▸ Tasks to complete
1. How many lines in the rows contain the word "knee"? Give only the number.
2. Can you carry the forum thread about fluctuating GPU usage forward from its final line?

**** Source excerpt ****

The efficiency of gpu fluctuates

makous_ye · July 10, 2023, 9:56am

i followed instructions from https://www.kryii.com/96.html，and things went well for around one month ，suddenly yesterday

my gpu fluctuated as shown， i didnt do anything.
first i thought i might be the nvidia or cuda package was somewhat failed , so i rebuilded the whole system, and tested with same in.test but no thing changed .
are there anyone met same problem?

makous_ye · July 10, 2023, 9:57am

before that the occupancy of gpu was around 80%

initialize · July 10, 2023, 11:58am

It’s likely that the problem originates from some issue in your system configuration that only you can find out, but here are some comments from what I can see:

I don’t suggest check GPU usage by task manager. The % reported by it comes from the “Copy” panel by default which doesn’t really reflect the usage of CUDA applications. Please try nvidia-smi, or if you really love the task manager, switch to the “Cuda” panel in the GPU subpage.

**** Extracted entries ****

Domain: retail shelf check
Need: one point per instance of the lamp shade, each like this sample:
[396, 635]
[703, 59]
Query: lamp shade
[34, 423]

****
**** Extracted entries ****

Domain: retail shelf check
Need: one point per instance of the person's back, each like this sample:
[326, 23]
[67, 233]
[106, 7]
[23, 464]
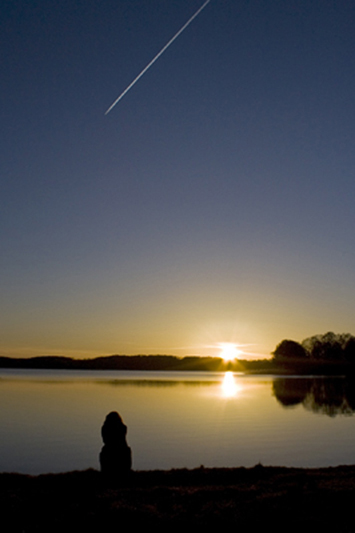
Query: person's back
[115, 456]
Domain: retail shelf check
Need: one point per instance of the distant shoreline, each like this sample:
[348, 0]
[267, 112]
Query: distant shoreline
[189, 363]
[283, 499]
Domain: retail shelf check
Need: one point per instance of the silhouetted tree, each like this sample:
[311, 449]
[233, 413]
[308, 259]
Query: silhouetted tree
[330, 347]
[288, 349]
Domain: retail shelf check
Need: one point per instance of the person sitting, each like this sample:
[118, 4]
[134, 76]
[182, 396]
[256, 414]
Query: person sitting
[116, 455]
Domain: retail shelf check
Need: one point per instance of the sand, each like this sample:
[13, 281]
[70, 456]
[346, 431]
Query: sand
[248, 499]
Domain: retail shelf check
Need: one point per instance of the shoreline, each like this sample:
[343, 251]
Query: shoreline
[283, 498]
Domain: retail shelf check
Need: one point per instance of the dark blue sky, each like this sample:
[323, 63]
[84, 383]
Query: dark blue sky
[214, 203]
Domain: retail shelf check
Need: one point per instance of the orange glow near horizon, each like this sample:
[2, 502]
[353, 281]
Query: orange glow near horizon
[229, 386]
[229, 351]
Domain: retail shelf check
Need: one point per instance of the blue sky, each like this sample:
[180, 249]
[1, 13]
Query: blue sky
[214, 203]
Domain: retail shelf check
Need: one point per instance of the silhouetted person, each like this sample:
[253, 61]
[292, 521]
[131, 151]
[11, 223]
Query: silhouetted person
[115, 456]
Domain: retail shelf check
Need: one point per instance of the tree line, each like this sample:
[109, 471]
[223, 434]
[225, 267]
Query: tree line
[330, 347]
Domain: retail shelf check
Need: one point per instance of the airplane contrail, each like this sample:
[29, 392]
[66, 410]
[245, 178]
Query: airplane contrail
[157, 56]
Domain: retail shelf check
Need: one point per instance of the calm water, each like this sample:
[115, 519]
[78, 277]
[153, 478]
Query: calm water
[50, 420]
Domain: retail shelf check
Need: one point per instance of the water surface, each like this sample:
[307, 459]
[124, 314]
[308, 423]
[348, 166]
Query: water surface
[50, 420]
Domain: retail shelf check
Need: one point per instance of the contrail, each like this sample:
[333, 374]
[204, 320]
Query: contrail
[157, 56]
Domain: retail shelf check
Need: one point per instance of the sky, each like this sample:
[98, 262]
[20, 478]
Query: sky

****
**** Extracted entries ****

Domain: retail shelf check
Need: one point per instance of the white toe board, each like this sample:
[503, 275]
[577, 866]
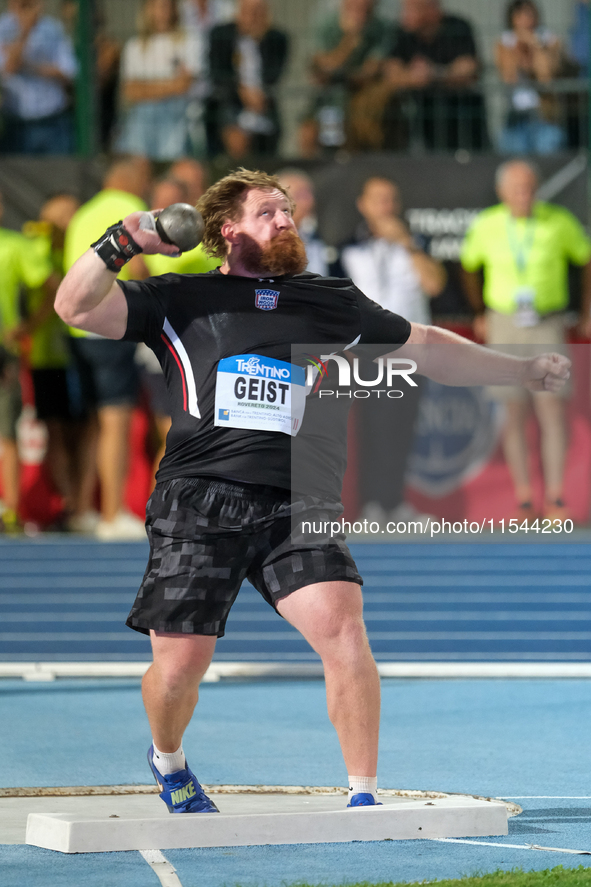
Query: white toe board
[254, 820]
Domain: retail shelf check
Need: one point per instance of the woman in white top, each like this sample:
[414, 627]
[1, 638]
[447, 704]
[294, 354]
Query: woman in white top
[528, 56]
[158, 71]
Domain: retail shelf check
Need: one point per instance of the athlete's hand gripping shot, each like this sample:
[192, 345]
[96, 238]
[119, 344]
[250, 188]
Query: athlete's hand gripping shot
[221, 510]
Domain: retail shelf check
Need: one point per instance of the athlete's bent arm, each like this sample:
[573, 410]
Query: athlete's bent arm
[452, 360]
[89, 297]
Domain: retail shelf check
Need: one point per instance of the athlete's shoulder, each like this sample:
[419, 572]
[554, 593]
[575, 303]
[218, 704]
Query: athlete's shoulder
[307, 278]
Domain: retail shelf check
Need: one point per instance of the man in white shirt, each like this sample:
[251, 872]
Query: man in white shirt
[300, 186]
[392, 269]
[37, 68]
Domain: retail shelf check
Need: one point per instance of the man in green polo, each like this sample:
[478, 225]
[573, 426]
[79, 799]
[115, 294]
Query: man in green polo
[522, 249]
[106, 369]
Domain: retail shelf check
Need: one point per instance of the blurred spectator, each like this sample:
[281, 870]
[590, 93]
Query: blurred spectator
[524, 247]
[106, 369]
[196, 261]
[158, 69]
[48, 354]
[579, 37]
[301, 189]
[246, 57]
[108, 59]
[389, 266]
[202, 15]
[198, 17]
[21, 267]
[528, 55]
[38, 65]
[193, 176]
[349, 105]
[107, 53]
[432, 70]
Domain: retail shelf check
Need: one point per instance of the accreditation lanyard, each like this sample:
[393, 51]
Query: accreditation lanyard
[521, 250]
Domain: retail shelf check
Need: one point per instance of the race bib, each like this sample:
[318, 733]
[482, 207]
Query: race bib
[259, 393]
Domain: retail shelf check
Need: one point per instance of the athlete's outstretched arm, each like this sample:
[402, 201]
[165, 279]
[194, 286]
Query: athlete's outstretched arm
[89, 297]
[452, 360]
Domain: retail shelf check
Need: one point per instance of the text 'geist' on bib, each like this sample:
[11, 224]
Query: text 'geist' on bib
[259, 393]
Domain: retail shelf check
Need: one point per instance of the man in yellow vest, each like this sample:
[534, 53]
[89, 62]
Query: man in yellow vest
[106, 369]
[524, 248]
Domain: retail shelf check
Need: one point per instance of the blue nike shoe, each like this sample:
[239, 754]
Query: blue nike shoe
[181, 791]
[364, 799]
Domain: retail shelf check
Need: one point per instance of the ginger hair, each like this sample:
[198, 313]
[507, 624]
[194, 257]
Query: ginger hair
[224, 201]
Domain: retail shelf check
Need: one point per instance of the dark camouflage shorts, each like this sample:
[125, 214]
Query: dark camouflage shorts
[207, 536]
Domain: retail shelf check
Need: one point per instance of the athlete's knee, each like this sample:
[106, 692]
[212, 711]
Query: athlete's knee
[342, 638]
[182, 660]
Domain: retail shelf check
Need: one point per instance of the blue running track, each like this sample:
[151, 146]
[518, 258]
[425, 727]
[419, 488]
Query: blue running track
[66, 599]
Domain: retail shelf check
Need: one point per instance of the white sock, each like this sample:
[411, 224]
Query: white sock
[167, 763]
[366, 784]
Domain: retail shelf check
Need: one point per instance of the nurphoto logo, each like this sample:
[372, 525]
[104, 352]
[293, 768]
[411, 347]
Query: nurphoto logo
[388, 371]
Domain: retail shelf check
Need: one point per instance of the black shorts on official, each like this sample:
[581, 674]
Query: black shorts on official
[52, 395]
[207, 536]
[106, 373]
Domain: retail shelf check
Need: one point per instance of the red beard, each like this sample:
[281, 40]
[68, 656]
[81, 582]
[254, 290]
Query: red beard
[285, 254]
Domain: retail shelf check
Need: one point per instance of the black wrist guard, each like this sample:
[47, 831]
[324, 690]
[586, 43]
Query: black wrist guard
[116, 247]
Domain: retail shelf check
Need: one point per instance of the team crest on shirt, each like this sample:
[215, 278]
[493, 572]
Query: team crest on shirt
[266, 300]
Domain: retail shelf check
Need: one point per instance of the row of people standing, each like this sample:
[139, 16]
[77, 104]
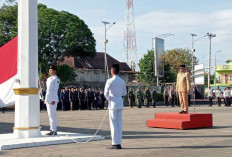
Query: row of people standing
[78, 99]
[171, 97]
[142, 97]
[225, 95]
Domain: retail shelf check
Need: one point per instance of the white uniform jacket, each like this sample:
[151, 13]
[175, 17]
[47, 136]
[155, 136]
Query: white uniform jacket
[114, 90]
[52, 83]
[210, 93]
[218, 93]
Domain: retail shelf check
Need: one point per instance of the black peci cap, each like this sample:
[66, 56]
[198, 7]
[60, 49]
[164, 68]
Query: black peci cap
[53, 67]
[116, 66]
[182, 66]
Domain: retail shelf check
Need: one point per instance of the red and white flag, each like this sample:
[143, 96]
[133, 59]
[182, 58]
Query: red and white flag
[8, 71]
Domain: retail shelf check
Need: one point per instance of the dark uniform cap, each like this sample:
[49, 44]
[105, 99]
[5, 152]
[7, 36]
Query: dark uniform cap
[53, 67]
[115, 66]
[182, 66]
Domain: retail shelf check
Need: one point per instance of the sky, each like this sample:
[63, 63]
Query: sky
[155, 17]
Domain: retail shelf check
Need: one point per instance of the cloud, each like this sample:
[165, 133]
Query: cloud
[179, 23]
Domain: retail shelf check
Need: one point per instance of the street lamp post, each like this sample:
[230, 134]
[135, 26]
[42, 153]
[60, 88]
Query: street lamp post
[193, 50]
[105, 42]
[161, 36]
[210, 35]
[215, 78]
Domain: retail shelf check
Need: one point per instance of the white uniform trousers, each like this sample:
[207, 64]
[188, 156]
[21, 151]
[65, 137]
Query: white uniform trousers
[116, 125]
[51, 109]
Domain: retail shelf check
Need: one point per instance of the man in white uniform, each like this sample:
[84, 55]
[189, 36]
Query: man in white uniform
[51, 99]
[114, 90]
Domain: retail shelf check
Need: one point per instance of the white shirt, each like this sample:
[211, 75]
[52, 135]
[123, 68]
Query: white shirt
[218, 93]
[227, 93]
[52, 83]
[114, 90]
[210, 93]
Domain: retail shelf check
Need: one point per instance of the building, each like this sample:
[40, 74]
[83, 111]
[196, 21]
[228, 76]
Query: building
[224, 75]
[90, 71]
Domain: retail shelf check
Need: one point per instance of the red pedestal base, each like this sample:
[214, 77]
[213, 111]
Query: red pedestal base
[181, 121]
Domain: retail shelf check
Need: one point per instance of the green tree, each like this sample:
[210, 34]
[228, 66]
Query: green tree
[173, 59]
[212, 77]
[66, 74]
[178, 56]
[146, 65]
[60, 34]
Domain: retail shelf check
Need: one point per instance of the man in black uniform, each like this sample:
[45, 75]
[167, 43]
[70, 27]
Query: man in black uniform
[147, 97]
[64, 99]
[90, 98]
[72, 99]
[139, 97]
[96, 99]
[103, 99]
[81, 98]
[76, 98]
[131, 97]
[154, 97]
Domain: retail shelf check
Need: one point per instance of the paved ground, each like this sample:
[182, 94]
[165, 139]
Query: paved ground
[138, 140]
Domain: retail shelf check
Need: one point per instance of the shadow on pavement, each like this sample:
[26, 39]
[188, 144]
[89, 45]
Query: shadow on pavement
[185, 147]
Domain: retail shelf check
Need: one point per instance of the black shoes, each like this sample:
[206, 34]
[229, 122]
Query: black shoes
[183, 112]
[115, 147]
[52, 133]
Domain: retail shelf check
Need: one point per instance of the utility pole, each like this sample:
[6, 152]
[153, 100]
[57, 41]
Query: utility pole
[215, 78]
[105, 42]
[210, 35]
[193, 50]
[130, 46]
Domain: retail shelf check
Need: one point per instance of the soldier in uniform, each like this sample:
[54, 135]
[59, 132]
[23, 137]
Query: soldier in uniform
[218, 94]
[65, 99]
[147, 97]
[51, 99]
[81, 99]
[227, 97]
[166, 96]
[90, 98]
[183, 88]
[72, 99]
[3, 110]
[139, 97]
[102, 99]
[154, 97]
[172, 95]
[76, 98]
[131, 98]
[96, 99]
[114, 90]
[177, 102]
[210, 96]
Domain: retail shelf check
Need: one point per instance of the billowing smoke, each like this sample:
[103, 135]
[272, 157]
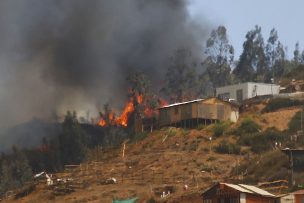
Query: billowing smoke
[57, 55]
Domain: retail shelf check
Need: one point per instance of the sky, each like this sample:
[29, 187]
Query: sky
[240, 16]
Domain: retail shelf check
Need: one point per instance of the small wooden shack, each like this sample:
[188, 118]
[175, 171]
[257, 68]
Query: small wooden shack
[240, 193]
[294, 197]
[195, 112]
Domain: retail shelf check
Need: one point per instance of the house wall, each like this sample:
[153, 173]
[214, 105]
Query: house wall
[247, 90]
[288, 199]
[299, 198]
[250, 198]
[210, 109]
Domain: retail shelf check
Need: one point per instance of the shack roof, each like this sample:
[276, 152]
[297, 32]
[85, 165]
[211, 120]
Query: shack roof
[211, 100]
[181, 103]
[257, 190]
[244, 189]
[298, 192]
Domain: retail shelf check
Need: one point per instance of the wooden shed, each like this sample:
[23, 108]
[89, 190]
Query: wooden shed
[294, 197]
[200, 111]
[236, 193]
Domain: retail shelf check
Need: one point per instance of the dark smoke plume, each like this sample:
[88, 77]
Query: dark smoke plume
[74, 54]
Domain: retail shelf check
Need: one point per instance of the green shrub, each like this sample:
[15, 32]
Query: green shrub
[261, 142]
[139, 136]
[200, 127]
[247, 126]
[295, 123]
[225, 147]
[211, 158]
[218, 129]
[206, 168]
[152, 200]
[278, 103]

****

▸ In response
1. 2

2.
even with the GPU package enabled, some of the calculations (e.g. kspace) are still performed on CPU. So when you compare the “30%” and “80%” usage scenarios, please make sure that you’re using the same input script, command line options, # of mpi processes, etc.
not every simulation can utilize GPU very well. This is especially true for small systems, where in many cases they simple cannot saturate GPU, resulting in low GPU utilization.
you may also check the timing breakdown printed by lammps at the end of every simulation. Make sure that output etc. are not taking too much of time.
it seems that you run lammps in WSL2 on Windows. You may also try the native Windows build of lammps (if it satisfies yours need) and compare the performance. Generally speaking I’d expect the native Windows version performs worse (since it uses OpenCL instead of CUDA), but if it’s not the case, then there may be some issue in your system setup.

srtee · July 10, 2023, 12:09pm

It’s hard to see how you were previously using CUDA on an Intel Iris Xe GPU, which is (1) not an Nvidia GPU (2) not likely to give significant speedup anyway.

EDIT - just saw that GPU 2 is an Nvidia GPU being used at 30%. Is that the change you’re referring to? If so, it’s quite likely a configuration change caused by a Windows update – that’s the usual suspect when you didn’t change something (knowingly) but the system is now doing something different.

makous_ye · July 10, 2023, 1:44pm

thanks for your reply ,
i tried check gpu through watch nvidia command ,the occupancy of gpu is lower than 20%.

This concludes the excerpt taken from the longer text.